** Opening Source material block **
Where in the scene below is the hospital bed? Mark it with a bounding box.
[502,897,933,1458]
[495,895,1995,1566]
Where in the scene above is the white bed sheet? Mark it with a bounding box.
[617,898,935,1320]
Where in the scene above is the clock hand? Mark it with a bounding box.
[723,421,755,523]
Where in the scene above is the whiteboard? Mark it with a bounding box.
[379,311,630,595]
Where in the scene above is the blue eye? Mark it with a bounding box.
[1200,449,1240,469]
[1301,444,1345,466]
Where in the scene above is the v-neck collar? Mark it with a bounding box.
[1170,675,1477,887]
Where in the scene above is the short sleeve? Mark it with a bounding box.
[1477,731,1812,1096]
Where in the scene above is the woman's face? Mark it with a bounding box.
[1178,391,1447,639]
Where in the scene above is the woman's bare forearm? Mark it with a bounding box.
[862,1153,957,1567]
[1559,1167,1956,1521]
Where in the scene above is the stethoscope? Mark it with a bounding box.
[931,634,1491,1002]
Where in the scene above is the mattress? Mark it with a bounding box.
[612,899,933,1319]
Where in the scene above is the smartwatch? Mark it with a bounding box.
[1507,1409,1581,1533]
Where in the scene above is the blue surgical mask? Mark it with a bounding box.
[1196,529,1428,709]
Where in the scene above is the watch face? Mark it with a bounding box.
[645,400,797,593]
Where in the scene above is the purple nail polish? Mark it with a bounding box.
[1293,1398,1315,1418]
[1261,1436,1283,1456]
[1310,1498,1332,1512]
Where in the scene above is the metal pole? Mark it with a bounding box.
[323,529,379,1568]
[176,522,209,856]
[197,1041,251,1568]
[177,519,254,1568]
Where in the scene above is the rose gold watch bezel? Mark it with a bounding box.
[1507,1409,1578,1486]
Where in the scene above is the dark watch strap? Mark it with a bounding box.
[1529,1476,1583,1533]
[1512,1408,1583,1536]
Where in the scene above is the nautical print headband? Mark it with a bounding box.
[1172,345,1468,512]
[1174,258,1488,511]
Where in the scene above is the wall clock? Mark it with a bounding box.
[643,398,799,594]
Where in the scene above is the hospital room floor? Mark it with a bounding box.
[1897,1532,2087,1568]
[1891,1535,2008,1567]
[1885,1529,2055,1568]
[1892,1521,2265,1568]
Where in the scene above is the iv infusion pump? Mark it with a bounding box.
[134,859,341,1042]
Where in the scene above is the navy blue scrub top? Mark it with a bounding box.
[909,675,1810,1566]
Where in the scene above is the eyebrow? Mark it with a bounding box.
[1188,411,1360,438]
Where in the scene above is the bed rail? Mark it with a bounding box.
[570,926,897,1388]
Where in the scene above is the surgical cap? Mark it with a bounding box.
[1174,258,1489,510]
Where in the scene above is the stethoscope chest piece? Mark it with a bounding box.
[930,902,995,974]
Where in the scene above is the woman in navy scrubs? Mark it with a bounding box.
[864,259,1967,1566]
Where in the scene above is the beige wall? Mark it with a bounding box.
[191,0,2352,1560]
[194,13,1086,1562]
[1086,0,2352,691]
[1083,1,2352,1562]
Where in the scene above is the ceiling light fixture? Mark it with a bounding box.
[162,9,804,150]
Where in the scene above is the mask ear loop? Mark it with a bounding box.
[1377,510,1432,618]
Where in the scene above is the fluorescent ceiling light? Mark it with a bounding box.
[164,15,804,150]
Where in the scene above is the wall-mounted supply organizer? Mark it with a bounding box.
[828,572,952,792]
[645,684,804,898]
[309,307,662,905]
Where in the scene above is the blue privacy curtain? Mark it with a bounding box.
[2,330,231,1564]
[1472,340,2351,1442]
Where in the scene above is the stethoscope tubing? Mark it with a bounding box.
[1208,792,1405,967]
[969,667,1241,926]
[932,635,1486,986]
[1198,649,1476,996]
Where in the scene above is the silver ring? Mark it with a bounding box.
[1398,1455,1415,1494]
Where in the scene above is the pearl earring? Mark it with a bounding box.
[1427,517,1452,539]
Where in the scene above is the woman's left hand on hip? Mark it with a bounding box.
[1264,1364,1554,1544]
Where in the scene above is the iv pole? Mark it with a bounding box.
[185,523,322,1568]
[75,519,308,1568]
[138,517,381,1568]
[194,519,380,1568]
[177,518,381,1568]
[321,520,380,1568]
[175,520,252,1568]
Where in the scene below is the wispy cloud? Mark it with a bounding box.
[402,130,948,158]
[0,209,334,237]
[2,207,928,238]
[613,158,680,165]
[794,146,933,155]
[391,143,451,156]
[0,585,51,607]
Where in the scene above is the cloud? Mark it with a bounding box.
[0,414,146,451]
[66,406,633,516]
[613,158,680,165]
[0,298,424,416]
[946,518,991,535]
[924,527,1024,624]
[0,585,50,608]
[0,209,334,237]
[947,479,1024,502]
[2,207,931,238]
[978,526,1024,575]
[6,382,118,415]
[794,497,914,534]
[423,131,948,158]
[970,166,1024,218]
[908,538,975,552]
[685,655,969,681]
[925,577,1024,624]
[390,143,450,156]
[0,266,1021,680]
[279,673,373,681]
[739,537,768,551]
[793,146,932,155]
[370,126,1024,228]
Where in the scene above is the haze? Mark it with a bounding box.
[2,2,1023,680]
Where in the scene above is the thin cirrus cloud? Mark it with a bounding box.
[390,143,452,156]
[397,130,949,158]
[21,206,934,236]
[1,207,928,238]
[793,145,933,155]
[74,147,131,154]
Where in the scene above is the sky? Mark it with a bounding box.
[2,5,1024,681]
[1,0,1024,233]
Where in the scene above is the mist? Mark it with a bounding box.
** Closing Source material block **
Aim of the exercise: Reproduce the whole listing word for word.

Result for this task:
Where in the scene below is the hospital bed? Mark it with a bounding box.
[502,897,933,1458]
[495,895,1995,1566]
Where in the scene above is the white bed sheet? Mark it with a bounding box.
[617,898,935,1320]
Where in the scene above is the clock hand? Mark it with a bounding box.
[723,421,755,523]
Where in the scene above is the whiteboard? Mark it with a bounding box.
[379,311,630,595]
Where in the scene above is the blue eye? Mark it with a bounding box.
[1200,449,1240,469]
[1301,444,1345,466]
Where in the scene above is the v-neck collar? Mark it with a bounding box.
[1170,675,1477,887]
Where in the scene above is the short sleeve? Mark it with a bounding box.
[1477,731,1812,1096]
Where in the scene above is the woman's face? Mark it with a bounding box.
[1178,391,1447,639]
Where in the scene above is the woman's bare forearm? Mark it with a bounding box.
[862,1153,957,1567]
[1559,1167,1956,1521]
Where in the scene above is the stethoscope? Mark it with a bounding box.
[931,634,1491,1002]
Where in the scene above is the mattress? Mark it with a bounding box.
[612,899,933,1319]
Where in the scene above is the smartwatch? Mark it with a bounding box.
[1507,1409,1581,1533]
Where in the scene above is the blue surgical mask? Mark it with a bounding box.
[1196,529,1428,709]
Where in the scene above is the watch face? Mark it with a bounding box.
[645,400,797,593]
Where in the scene above is the purple nail polish? Mark it with a bounding box.
[1293,1398,1315,1418]
[1261,1436,1283,1456]
[1310,1498,1332,1512]
Where in the scene above is the metal pole? Mark it with a bounding box.
[323,529,379,1568]
[176,522,209,856]
[197,1041,251,1568]
[177,519,254,1568]
Where in the scene above is the rose gold watch bezel? Mark it with a bounding box.
[1507,1409,1578,1486]
Where in the scene above is the dark watch strap? Mark it with a bounding box.
[1529,1476,1583,1533]
[1512,1408,1583,1536]
Where in the scene above is the nautical print headband? Mark it with a bounding box.
[1172,345,1468,512]
[1174,258,1488,511]
Where in the scene above is the wall clock? Mark it with a bounding box.
[643,398,799,594]
Where in the scene above is the hospital room floor? Mark it with a bounding box.
[1897,1532,2087,1568]
[1891,1535,2008,1567]
[1885,1529,2055,1568]
[1892,1521,2265,1568]
Where in the scene above is the iv infusion pump? Mark it with a bounding box.
[134,859,341,1042]
Where in the scene above is the navy blue scrub top? Mark it with a bounding box.
[909,675,1810,1566]
Where in the scene above is the eyebrow? Mark it with a bounding box.
[1188,411,1360,438]
Where in the scene above is the bed rail? Mark it with a bounding box.
[570,926,897,1388]
Where in the scene above is the surgical cap? Mark it with a bounding box.
[1174,258,1489,510]
Where in the scene above is the stethoscope chest piece? Mark it with a bounding box.
[930,902,995,974]
Where in the scene above is the woman in navy scrubs? Mark it with a bounding box.
[864,259,1967,1566]
Where in the scene above is the beige wall? Mark it with a bounding box.
[191,0,2352,1560]
[194,13,1086,1562]
[1086,0,2352,691]
[1083,1,2352,1562]
Where in the scene above is the ceiling light fixture? Mark it with a bounding box.
[162,9,804,150]
Where in the scene above is the mask ear loop? Mark it with a bounding box.
[1377,510,1432,618]
Where in the scene above is the fluorescent ceiling light? Mark it with a bounding box.
[164,15,804,150]
Where in the scene above is the wall-mounted supply organizer? Mark it with a bounding box.
[828,572,952,792]
[645,684,804,898]
[309,307,662,905]
Where in the scene above is the blue privacy curtain? Mark it with a bounding box.
[2,330,231,1564]
[1472,340,2351,1442]
Where in the scene above is the stethoscope tubing? Mark it with a bounding box.
[1208,792,1405,967]
[969,667,1241,926]
[932,635,1486,986]
[1198,649,1476,996]
Where in the scene above is the silver ring? Mark it with a bounding box.
[1398,1455,1415,1494]
Where in the scene above is the pearl earring? Mark it with a bounding box.
[1427,517,1452,539]
Where in the scene above is the woman's left hand on hip? Mark it with a bounding box.
[1264,1364,1554,1544]
Where in the scene above is the iv pole? Mark it with a bounding box.
[185,523,322,1568]
[75,519,308,1568]
[138,517,381,1568]
[194,519,380,1568]
[177,518,381,1568]
[321,520,380,1568]
[175,520,252,1568]
Where in the scene below is the wispy cloud? Mark it with a bounding box.
[402,130,948,158]
[0,209,334,237]
[2,207,928,238]
[613,158,680,165]
[794,146,933,155]
[391,143,451,156]
[0,585,51,607]
Where in the scene above is the cloud? Mark it with a bounding box.
[0,414,146,451]
[66,406,633,516]
[613,158,680,165]
[0,298,424,416]
[946,518,991,535]
[924,527,1024,624]
[0,585,50,608]
[0,209,334,237]
[947,479,1024,502]
[2,207,931,238]
[978,526,1024,575]
[6,382,118,415]
[794,497,914,534]
[423,131,948,158]
[970,166,1024,218]
[908,538,975,552]
[685,655,969,681]
[925,577,1024,624]
[390,143,450,156]
[0,266,1021,680]
[279,673,373,681]
[739,537,768,551]
[793,146,932,155]
[370,126,1024,228]
Where in the scene above is the haze? Mark it with a bounding box.
[2,2,1023,680]
Where in the scene above is the thin cirrus cloud? Mark it with a bounding box.
[390,143,452,156]
[397,130,949,158]
[21,206,934,236]
[1,207,928,238]
[793,145,933,155]
[74,147,131,154]
Where in the scene above is the sky? Mark it with a bounding box.
[2,5,1024,681]
[1,0,1024,233]
Where in the scene above is the mist? Mark it with a bounding box.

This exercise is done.